** begin Source text **

Oct 08, 1999 1358 Words
Street Gangs: A Guide To Community Awareness


This information is to help parents determine if their child is either at risk in becoming associated with or is involved in gang activity. Indicators of gang association outlined in this brochure may generally fit a variety of youths. If parents observe more than one indicator, they should talk to their child about their concerns.


A gang is a group of three or more people who associate together, have a common identity and engage in criminal or delinquent activity. The gang may use a name, color, clothing style, tattoos, or other items to identify themselves. A gang may or may not claim control over a certain territory in the community.


There are many reasons people join gangs. Attention, excitement, peer pressure, protection, and financial gain are a few. In some families, gang membership is a tradition. Other people become gang members because they think gangs are trendy. Many youths do not realize the risks and hazards of gang involvement.

Parents may not be aware of their child's involvement. Parents should discuss gangs with their child and actively discourage gang association.


Parents should be aware of behavior changes in their children. Such changes include; a decline in grades, truancy, graffiti in the youth's room, on school folders or on clothes, wearing of certain style or color of clothes, breaking of curfew, change in friends, drug and/or alcohol use, or possession of money or items that a parent cannot explain. Involvement of your child with a group of their friends in delinquent or criminal behavior may be another sign. Some gang members devise hand signals to communicate with other gang members. Use of such signals should alert parents to possible gang association.

** end Source text **

# Instructions
- a) According to the street gangs guide, what is the smallest number of people that can make up a gang?
- b) Continue the street gangs guide after its last sentence.

** begin Dataset content **

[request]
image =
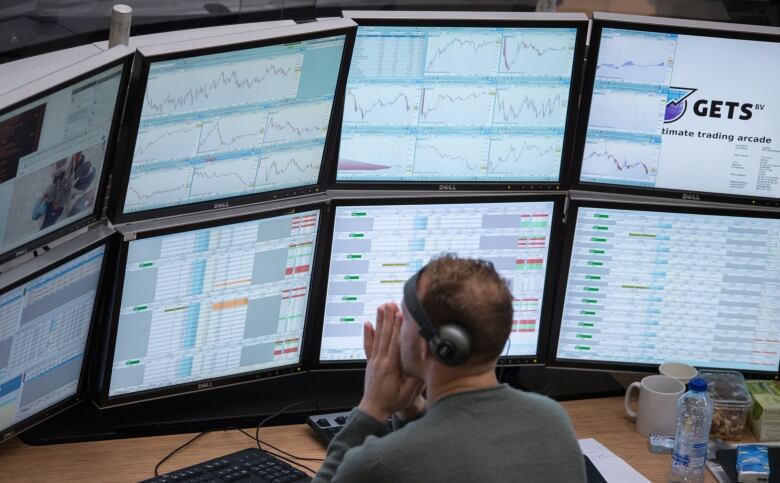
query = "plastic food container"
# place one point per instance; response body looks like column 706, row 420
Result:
column 731, row 403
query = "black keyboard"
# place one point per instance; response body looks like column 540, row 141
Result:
column 245, row 466
column 326, row 426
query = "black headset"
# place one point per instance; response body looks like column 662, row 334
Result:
column 451, row 343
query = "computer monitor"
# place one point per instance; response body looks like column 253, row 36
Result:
column 211, row 305
column 683, row 109
column 46, row 320
column 376, row 245
column 646, row 285
column 467, row 100
column 233, row 119
column 56, row 135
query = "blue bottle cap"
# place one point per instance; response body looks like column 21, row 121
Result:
column 698, row 384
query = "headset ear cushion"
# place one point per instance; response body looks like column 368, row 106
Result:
column 454, row 344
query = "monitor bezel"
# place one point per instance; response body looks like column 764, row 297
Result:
column 91, row 356
column 650, row 24
column 549, row 291
column 111, row 142
column 102, row 398
column 257, row 39
column 487, row 20
column 565, row 263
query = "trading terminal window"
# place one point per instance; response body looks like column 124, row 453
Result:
column 214, row 302
column 376, row 248
column 457, row 104
column 231, row 124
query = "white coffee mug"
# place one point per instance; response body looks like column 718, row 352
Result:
column 682, row 372
column 657, row 404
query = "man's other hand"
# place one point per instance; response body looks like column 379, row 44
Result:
column 386, row 389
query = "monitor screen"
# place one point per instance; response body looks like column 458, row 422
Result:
column 647, row 287
column 457, row 104
column 44, row 324
column 376, row 248
column 198, row 306
column 52, row 154
column 232, row 124
column 673, row 111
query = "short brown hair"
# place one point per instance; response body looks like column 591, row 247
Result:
column 471, row 293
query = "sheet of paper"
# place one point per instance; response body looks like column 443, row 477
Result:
column 611, row 467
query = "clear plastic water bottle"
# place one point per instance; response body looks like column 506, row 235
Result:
column 694, row 417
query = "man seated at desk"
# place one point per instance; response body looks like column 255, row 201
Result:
column 457, row 316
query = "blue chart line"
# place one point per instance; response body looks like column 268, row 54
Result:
column 525, row 157
column 532, row 106
column 456, row 106
column 222, row 85
column 166, row 141
column 373, row 156
column 619, row 160
column 158, row 187
column 298, row 123
column 456, row 55
column 382, row 105
column 537, row 54
column 290, row 167
column 448, row 156
column 633, row 58
column 229, row 133
column 627, row 111
column 219, row 178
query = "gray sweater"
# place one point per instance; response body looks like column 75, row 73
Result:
column 489, row 435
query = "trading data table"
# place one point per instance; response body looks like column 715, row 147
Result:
column 213, row 302
column 44, row 325
column 377, row 248
column 648, row 287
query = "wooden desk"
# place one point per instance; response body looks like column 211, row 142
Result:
column 134, row 459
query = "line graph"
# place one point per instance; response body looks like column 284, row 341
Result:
column 220, row 178
column 293, row 167
column 456, row 106
column 166, row 141
column 462, row 54
column 525, row 157
column 620, row 160
column 634, row 112
column 450, row 156
column 222, row 84
column 634, row 58
column 298, row 123
column 231, row 133
column 158, row 187
column 532, row 106
column 373, row 157
column 538, row 52
column 382, row 104
column 390, row 55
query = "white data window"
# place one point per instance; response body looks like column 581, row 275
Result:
column 660, row 118
column 650, row 287
column 233, row 124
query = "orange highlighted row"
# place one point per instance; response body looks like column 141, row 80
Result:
column 229, row 304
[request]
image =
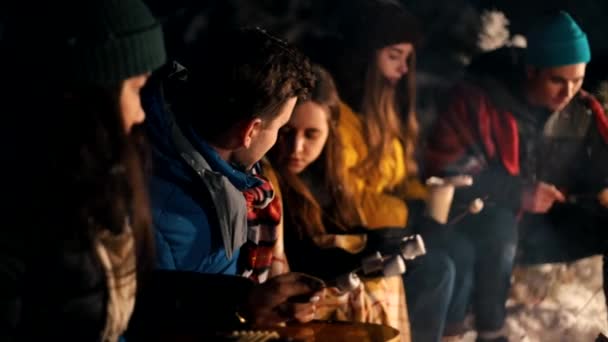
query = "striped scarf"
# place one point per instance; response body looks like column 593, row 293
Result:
column 263, row 217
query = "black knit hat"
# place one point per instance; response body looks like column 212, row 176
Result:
column 92, row 41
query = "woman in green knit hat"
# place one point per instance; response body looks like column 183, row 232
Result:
column 77, row 231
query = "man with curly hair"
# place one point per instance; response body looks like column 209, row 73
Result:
column 210, row 122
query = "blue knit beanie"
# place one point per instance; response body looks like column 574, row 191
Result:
column 557, row 41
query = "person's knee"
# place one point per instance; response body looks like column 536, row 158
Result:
column 462, row 253
column 438, row 268
column 495, row 226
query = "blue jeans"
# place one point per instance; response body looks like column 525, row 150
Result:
column 438, row 285
column 493, row 235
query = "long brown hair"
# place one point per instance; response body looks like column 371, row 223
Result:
column 94, row 181
column 305, row 212
column 381, row 115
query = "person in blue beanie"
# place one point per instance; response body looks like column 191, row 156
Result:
column 535, row 144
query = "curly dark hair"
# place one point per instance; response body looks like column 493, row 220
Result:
column 238, row 75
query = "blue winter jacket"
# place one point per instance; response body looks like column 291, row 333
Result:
column 198, row 209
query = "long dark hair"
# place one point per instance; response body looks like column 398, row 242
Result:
column 94, row 178
column 305, row 212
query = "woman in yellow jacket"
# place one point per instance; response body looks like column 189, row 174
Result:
column 375, row 62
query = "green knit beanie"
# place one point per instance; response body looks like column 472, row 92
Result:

** end Dataset content **

# Results of the exercise
- a) Three people.

- b)
Style shows the group that youths associate with. The particular color, type of clothing, shoes, hats, or the way the clothing is worn can be a warning sign. Look for the symbols, messages, graffiti or gang names written or embroidered on jacket, pants, shoes or baseball caps.


Various colors may be signs of gang association. Red may be used to show association with the Bloods or Northern California Hispanic Prison gangs. Blue may be used to show association with the Crips or Southern California Hispanic Prison gangs. Black clothing may be worn by a variety of gang associated youths. Some Hispanic gangs, White Supremacist gangs and some "Heavy Metal" gangs wear this color.


Graffiti appears on books, posters, bedroom walls, interior of vehicles, doors and furniture. You should discuss any graffiti you find with your child first, then remove it. The graffiti may be a gang member's name or the name of their gang. It may include members' nicknames, or be a declaration of loyalty to a particular gang. Hispanic gang graffiti often uses block lettering that is exaggerated or has reversed letters.


Accessories may be worn to signify gang association. It may be expensive or inexpensive. Belt buckles, bracelets, necklaces, key chains, earrings, and rings are all commonly used. Some gang members wear dice earrings to show the "set" they are associated with. Others may wear a certain color earring to show their gang association.


Pictures of your child with other gang members is a clear indicator. These photos may show members displaying hand signs, weapons, colors, clothing styles, or flashing money. Photographs may show your child singularly displaying these indicators.


Parents and the community should be aware that youths involved with gangs commonly carry weapons. The weapons may be baseball bats, tire irons, spiked wrist bands, a pipe, "martial arts" weapons, knives, "look alike" pellet guns, and guns. These types of weapons have been seized from youths involved in gangs in this county.


Gangs thrive on intimidation and publicity. Violence is common in gangs and is used to maintain its status. Gangs depend on both individual and group participation. An individual will be pressured by others in the gang to maintain their status.

Legitimate groups elect a leader. A gang's leadership generally depends on who is the toughest, natural leader or who has access to weapons or money. It also may be based on who has the best skills for what the gang wants to do at that time. A good fighter may lead on a night that they are going to fight, a good thief when they want to commit a theft.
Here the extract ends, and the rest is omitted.